__MATERIAL FOR THE TASK__
— BEGIN —

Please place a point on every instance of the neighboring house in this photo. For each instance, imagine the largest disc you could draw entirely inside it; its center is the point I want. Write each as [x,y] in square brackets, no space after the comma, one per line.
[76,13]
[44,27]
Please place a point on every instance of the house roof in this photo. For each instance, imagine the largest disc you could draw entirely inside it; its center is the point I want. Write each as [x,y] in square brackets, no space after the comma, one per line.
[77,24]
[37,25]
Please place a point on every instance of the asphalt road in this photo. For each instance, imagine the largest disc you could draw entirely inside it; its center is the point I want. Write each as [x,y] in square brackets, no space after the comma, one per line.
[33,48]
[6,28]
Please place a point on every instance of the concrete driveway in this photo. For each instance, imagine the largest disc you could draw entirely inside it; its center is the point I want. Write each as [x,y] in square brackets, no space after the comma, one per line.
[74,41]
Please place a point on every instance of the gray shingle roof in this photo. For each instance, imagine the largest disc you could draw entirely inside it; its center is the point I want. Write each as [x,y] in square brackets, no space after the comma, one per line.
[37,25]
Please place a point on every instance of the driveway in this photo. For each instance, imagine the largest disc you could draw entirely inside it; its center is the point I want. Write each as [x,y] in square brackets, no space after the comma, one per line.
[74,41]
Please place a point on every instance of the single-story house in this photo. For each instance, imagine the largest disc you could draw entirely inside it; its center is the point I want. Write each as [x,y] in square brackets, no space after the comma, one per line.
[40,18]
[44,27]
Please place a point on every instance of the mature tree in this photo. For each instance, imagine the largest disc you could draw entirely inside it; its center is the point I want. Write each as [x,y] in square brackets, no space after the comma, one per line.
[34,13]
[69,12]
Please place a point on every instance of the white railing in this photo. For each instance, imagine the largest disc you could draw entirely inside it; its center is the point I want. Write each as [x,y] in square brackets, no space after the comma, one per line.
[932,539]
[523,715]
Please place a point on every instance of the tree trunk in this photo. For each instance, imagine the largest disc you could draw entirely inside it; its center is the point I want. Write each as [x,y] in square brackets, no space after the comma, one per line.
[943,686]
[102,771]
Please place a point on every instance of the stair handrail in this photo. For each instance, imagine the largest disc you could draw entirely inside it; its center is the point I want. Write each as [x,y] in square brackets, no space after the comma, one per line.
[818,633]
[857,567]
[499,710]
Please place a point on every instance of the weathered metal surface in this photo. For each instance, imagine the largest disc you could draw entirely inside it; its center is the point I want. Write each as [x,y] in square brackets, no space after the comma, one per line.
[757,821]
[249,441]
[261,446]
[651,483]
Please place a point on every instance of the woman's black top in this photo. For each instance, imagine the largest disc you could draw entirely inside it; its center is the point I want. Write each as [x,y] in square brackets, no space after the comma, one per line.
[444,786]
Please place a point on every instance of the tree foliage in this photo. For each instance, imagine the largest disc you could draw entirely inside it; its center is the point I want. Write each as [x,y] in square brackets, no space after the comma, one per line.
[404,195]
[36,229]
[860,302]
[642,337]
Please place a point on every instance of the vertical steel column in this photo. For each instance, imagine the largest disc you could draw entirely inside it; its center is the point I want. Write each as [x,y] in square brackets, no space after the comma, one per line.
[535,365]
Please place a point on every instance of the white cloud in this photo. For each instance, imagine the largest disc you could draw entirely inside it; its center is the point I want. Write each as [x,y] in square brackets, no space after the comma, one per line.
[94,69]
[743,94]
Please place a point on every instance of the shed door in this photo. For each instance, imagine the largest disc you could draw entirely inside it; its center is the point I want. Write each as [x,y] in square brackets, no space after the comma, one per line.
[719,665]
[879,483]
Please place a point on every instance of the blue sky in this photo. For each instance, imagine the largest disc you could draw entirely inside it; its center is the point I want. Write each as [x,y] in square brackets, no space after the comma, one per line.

— END —

__AIM__
Can you convert every line of the entries above into a Markdown table with two columns, Row for the row number and Line for the line itself, leaving out blank lines?

__THE RESPONSE__
| Row | Line |
|---|---|
| 1 | Please place a point on every instance of the neighboring house in this photo. For each instance, imagine the largest disc you could draw entirely inside it; its center is the point I want. Write each as [x,y] in square brackets, no space after the comma, one per line. |
| 2 | [76,13] |
| 3 | [44,27] |
| 4 | Please place a point on every instance of the house roof in this photo. For each instance, imagine the largest disc you could draw entirely inside it; its center is the point I want. Write each as [x,y] in square brackets, no space after the comma, one per line. |
| 5 | [77,24] |
| 6 | [37,25] |
| 7 | Please place a point on every instance of the asphalt road in this photo. For each instance, imagine the largest disc you could draw entirely inside it; its center is the point I want. Write each as [x,y] in square brackets, no space after the comma, one per line. |
| 8 | [33,48] |
| 9 | [6,28] |
| 10 | Please place a point on every instance of the concrete driveway in this photo. For each instance, imagine the largest disc you could draw entirely inside it; its center is the point I want. Write each as [x,y] in square brackets, no space after the comma, one per line. |
| 11 | [74,41] |
| 12 | Please place a point on every instance of the gray shingle roof in this photo. For each instance, imagine the largest disc you could draw entirely inside it; its center is the point I want. Write each as [x,y] in square brackets, no space after the comma, one per line. |
| 13 | [37,25] |
| 14 | Please place a point on every instance of the driveway in this photo. For each instance, imagine the largest disc you could draw entirely inside it; its center is the point I want. Write each as [x,y] in square brackets, no space after the comma, one per line. |
| 15 | [74,41] |
| 16 | Please place a point on every instance of the single-story house in this photo. For each instance, imagine the largest disc you could draw entirely inside it; its center is the point I want. Write each as [x,y] in square brackets, no space after the comma, one per line. |
| 17 | [40,18] |
| 18 | [44,27] |
| 19 | Please place a point on every instance of the mature tree in this photo. For each instance, imagine the largest disc you could draw entirely inside it; its center is the point I want. Write each as [x,y] in square brackets, no space after the comma, one per line. |
| 20 | [34,13] |
| 21 | [69,12] |
| 22 | Please place a point on every instance of the white railing in this photo. For each instance, imagine the largest disc you could draw entirely inside it; its center is the point I want. Write each as [x,y] in square brackets, no space after the comma, one per line. |
| 23 | [932,539] |
| 24 | [523,715] |
| 25 | Please place a point on every instance of the tree trunk in this photo. For each instance, imagine the largest disc you could draw entirely inside it; its center is the point I want. Write each as [x,y] in square brackets, no space after the comma, one per line. |
| 26 | [943,686] |
| 27 | [102,771] |
| 28 | Please place a point on every instance of the stair handrail in this photo. For each instance, imagine the largest disc you could draw entirely inside it; its center is the point I want. Write each as [x,y] in square brackets, no space after the comma, one per line. |
| 29 | [818,633] |
| 30 | [857,567] |
| 31 | [499,710] |
| 32 | Please place a point on every instance of the weathered metal surface in this photo. For each instance, imagine the largest disc you could draw entirely inside it; its center is the point I want. Write each as [x,y] in square brackets, no space after the comma, one per line. |
| 33 | [757,821] |
| 34 | [249,441] |
| 35 | [261,446] |
| 36 | [651,483] |
| 37 | Please place a point on every instance of the woman's black top in this photo. For each instance, imagine the largest disc you could draw entirely inside it; its center is the point I want. Write each as [x,y] in square brackets, no space after the comma, one per line. |
| 38 | [444,786] |
| 39 | Please place a point on every instance of the tree foliage in this photo. For each instance, imagine the largest disc you could draw entirely inside it; its center is the point I want. Write each as [x,y] in square brackets, no space after the comma, one per line. |
| 40 | [404,195] |
| 41 | [36,229] |
| 42 | [860,302] |
| 43 | [642,337] |
| 44 | Please place a point on every instance of the vertical steel column in this photo. For each instance, imagine the largest disc you could draw entirely inside it; its center is the point I want. Write each as [x,y] in square brackets, no space after the comma, one per line. |
| 45 | [535,365] |
| 46 | Please place a point on every instance of the white cloud in this photo. For each instance, imagine the largest disc you could draw entirely inside it; its center is the point I want. Write each as [x,y] in square brackets, no space after the comma, one per line. |
| 47 | [94,69] |
| 48 | [743,94] |
| 49 | Please place a point on every instance of the shed door in this photo. For each instance, imagine the largest disc you could draw entirely inside it; its center is the point I want. Write each as [x,y] in square brackets, no space after the comma, one per line. |
| 50 | [719,665] |
| 51 | [879,483] |
| 52 | Please place a point on every instance of the blue sky in this photo. For each instance, imagine the largest disc you could draw entirely inside it; its center is the point I want. Write each as [x,y] in square brackets, no space after the comma, one per line. |